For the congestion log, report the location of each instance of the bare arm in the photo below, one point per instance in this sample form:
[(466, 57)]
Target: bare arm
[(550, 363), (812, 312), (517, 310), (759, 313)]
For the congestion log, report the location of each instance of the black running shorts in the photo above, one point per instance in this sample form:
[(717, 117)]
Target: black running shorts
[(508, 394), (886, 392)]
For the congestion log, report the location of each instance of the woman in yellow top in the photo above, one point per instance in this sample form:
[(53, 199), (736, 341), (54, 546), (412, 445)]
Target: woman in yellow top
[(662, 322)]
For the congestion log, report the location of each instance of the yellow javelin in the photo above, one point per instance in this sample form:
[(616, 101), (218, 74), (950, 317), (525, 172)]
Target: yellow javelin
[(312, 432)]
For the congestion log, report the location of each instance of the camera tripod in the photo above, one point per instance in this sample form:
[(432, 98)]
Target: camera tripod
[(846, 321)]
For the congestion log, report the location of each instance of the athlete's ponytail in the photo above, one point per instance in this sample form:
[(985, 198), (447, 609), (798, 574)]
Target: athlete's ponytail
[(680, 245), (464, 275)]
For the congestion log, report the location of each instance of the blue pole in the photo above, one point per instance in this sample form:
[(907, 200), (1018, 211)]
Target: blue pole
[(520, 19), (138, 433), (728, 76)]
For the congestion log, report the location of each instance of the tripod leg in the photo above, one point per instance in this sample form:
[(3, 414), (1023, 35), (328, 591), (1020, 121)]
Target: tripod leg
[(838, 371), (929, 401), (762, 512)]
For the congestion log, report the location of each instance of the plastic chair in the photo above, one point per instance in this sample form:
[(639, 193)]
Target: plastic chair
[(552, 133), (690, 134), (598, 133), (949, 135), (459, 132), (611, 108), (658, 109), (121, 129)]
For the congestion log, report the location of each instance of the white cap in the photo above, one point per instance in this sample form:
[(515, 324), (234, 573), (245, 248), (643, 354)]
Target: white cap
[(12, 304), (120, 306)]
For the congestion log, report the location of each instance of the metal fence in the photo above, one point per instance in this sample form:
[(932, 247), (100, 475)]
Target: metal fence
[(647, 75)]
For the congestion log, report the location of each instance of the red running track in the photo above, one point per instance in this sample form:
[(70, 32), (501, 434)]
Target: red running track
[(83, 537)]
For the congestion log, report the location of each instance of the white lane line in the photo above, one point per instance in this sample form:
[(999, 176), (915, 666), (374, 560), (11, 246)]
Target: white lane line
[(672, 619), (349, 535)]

───

▶ [Goal of the exercise]:
Start at the first line of the material and write everything out exactly.

▶ [Exercise response]:
For the congestion log, report the location of each instance of the bare arm in the photo below, one point per instance in this sample form:
[(466, 57)]
Target: bare arm
[(550, 363), (812, 312), (517, 310), (759, 313)]
For the congestion log, report the location of each instance of the black running shorts in the photo above, one point per instance in this sample form:
[(717, 117)]
Target: black running shorts
[(508, 394), (886, 392)]
For the congestion log, report the location of each instance of the woman in yellow top in the photo above, one point per instance in this sample form:
[(53, 199), (736, 341), (54, 546), (412, 445)]
Target: woman in yellow top
[(662, 322)]
For the congestion log, report the location of each instance of the yellow javelin in the photo above, one point per instance in this sample form:
[(616, 101), (218, 74), (950, 317), (525, 172)]
Target: yellow javelin
[(312, 432)]
For the congestion log, report the location of each instance of the camera tripod in the photo above, one point per instance in this sample form:
[(432, 98)]
Target: camera tripod
[(846, 321)]
For the congestion log, report the location of each instance of the athlete's ponytail in the photo above, one point per instance in this sample form:
[(985, 198), (447, 609), (798, 574)]
Target: athlete's ponytail
[(680, 245), (464, 275)]
For the congestion log, report the location of each instance of the blue pole in the photo above, one point per instance in this sample form:
[(907, 200), (1018, 211)]
Target: blue pole
[(520, 19), (138, 433), (728, 76)]
For the congestion log, report the location of each instance of the tripod leg in the photo above, one point per instance in this sample form:
[(3, 414), (1023, 35), (328, 591), (1020, 121)]
Target: tripod leg
[(838, 371), (929, 401), (762, 512)]
For the congestion log, report the location of each instance of the plastic chair in the photo above, one point per instance in this sample form:
[(639, 193)]
Target: plastic chair
[(552, 133), (690, 134), (598, 133), (949, 135), (459, 132), (611, 108), (658, 109), (121, 129)]
For the congestion log, report the location of each instance of the white cap in the photo above, one point per instance in this sample form:
[(515, 324), (234, 573), (245, 248), (643, 354)]
Target: white cap
[(12, 304), (120, 306)]
For the congestion log, report the location of each instance of the metal fence in the photo above, one point per instance in this sample form:
[(932, 247), (100, 475)]
Target: metal fence
[(647, 75)]
For the congestion log, report the location of each instance of the red running track in the photo above, one point per instance in this sample form:
[(70, 32), (501, 434)]
Target: red running track
[(83, 537)]
For the congestion log, report the location of each instance of the white lane line in the photo above, one point per instance in this sample form:
[(999, 176), (915, 666), (374, 560), (11, 246)]
Target: white lane line
[(672, 619), (349, 535)]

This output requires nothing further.